Tasks to carry out:
A. Answer the following from the event listings below:
(i) What does the Latin name "Anima Mundi" mean?
(ii) At what time does the Saturday event at Yoshi's begin?
(iii) Through what date do weekend performances of The Trial of God run?
B. From the event listings below, reproduce verbatim the part that opens with the words containing "Magical Acts Ritual" and closes with "True or Faux?".

Supplied passage:
Hear the Eco 

Dance? At Yoshi's?

SAT 10/4

In the month since the dance season kicked in, dancegoers have been lured into a world of animism, thanks to the offerings at the International Arts Festival in San Francisco. From Siberian singers and dancers to a troupe of almost butoh-like performers from Burkina Faso, West Africa, the natural world was rendered as rife with spirit life and magical energy. Now Anima Mundi director Kathryn Roszak tries to give the East Bay its own taste of pagan spirituality with her company's latest production, Mountains and Rivers Without End, a dance-theater piece inspired by and adapted from Gary Snyder's 1996 epic poem. Anima Mundi, Latin for "soul of the world," is Roszak's eco-friendly dance company, noted for such elements as Styrofoam-cup mountains on stage (symbolizing our death by petroleum-dependent detritus) and fluid, contact-improv-style movement, connoting the oozy and fluid action of things natural. What makes the Saturday 2 p.m. event unusual is that it is set in Yoshi's jazz club in Jack London Square. Yoshi's postage-stamp stage is barely big enough for a grand piano, a bass, and a few stools, but perhaps that underscores the ecology of the dance. Performers include club owner Yoshi Akiba herself, actor Earll Kingston, and a gaggle of other East Bay performers. $10-$15. 510-233-5550. -- Ann Murphy

FRI 10/3

Hard Case

Magical Acts Ritual Theater presents Elie Wiesel's The Trial of God, the story of Berish, an innkeeper, and his insane daughter, the only two residents left alive after a pogrom in a 17th-century village. When wandering minstrels arrive at the inn, Berish suggests that they perform a trial, with God as the defendant, as three rabbis did when Wiesel himself was a captive at Auschwitz. Experience the drama weekends through October 19 at the Oakland Metro (201 Broadway). 510-653-6737, MagicalActs.org -- Stefanie Kalem


Foe: True or Faux?

Dataset excerpt
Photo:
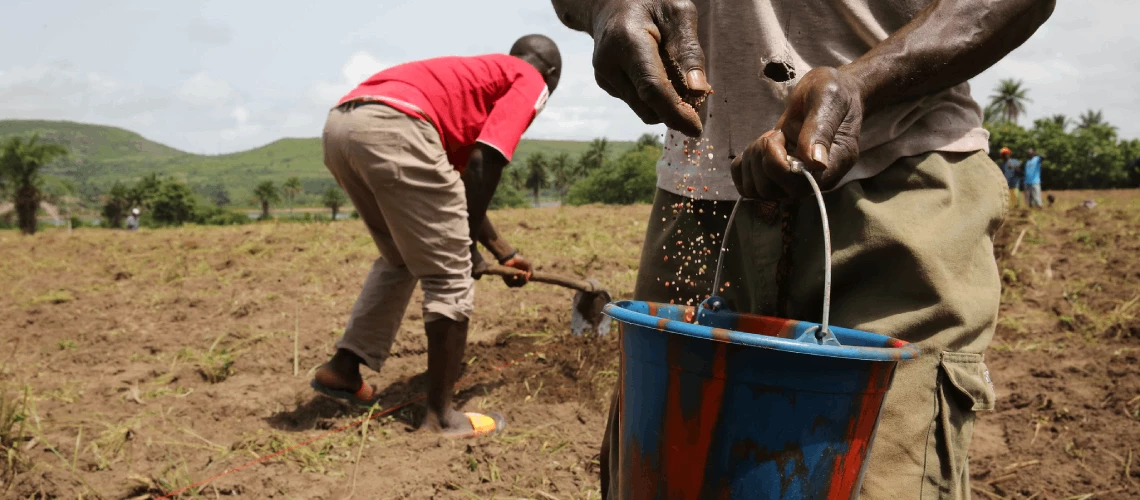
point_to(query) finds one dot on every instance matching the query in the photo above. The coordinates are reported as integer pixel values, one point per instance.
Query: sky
(219, 76)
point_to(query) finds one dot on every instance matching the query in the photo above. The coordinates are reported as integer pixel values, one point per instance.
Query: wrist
(858, 76)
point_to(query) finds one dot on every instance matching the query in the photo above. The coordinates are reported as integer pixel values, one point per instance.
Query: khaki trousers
(393, 169)
(912, 260)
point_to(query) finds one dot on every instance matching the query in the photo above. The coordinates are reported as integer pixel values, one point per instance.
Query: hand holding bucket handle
(821, 334)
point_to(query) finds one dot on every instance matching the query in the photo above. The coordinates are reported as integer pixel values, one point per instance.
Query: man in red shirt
(420, 149)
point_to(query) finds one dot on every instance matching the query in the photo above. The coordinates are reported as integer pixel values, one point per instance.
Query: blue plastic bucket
(735, 407)
(723, 406)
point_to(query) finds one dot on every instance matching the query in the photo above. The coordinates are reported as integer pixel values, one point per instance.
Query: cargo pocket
(375, 154)
(963, 388)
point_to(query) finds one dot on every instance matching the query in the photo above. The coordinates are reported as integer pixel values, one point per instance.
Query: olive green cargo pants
(912, 260)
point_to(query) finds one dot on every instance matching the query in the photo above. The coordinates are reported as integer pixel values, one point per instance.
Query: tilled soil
(145, 363)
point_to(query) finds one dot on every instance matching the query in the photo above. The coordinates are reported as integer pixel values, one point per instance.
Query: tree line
(161, 201)
(592, 177)
(1079, 154)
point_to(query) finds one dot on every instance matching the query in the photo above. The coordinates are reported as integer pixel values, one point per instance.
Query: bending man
(872, 97)
(420, 149)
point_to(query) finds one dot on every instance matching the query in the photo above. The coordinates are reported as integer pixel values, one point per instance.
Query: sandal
(481, 425)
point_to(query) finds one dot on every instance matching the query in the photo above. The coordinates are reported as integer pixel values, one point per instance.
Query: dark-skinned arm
(946, 43)
(480, 179)
(630, 37)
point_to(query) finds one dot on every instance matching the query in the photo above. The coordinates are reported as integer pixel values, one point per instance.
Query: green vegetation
(266, 193)
(22, 162)
(1089, 156)
(334, 199)
(103, 155)
(633, 179)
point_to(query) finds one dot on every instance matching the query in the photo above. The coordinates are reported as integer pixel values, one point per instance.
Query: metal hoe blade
(586, 311)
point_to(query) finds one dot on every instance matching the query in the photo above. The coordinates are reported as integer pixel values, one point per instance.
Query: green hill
(102, 155)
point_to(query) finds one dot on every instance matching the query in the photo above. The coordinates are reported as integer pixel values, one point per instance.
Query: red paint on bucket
(690, 436)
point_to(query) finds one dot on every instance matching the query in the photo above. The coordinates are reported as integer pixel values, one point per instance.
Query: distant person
(1033, 179)
(420, 149)
(872, 97)
(1011, 167)
(132, 220)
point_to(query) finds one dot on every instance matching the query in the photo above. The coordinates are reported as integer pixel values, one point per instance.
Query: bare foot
(342, 373)
(452, 423)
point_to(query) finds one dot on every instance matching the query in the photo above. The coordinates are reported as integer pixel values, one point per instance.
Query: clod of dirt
(779, 71)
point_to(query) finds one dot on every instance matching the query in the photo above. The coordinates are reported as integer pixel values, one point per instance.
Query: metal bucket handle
(821, 334)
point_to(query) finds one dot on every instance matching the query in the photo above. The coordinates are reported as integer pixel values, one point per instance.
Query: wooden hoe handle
(542, 277)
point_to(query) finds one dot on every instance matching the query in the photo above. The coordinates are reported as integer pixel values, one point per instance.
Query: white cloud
(242, 126)
(58, 91)
(203, 90)
(296, 120)
(360, 66)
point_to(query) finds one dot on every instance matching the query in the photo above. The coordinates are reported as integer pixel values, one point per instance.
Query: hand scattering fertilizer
(729, 406)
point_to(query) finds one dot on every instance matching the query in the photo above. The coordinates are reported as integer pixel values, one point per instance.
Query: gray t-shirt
(751, 43)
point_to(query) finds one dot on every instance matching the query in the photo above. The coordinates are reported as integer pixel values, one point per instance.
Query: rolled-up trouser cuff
(450, 296)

In response:
A.
(i) Soul of the world
(ii) 2 p.m.
(iii) October 19

B.
Magical Acts Ritual Theater presents Elie Wiesel's The Trial of God, the story of Berish, an innkeeper, and his insane daughter, the only two residents left alive after a pogrom in a 17th-century village. When wandering minstrels arrive at the inn, Berish suggests that they perform a trial, with God as the defendant, as three rabbis did when Wiesel himself was a captive at Auschwitz. Experience the drama weekends through October 19 at the Oakland Metro (201 Broadway). 510-653-6737, MagicalActs.org -- Stefanie Kalem


Foe: True or Faux?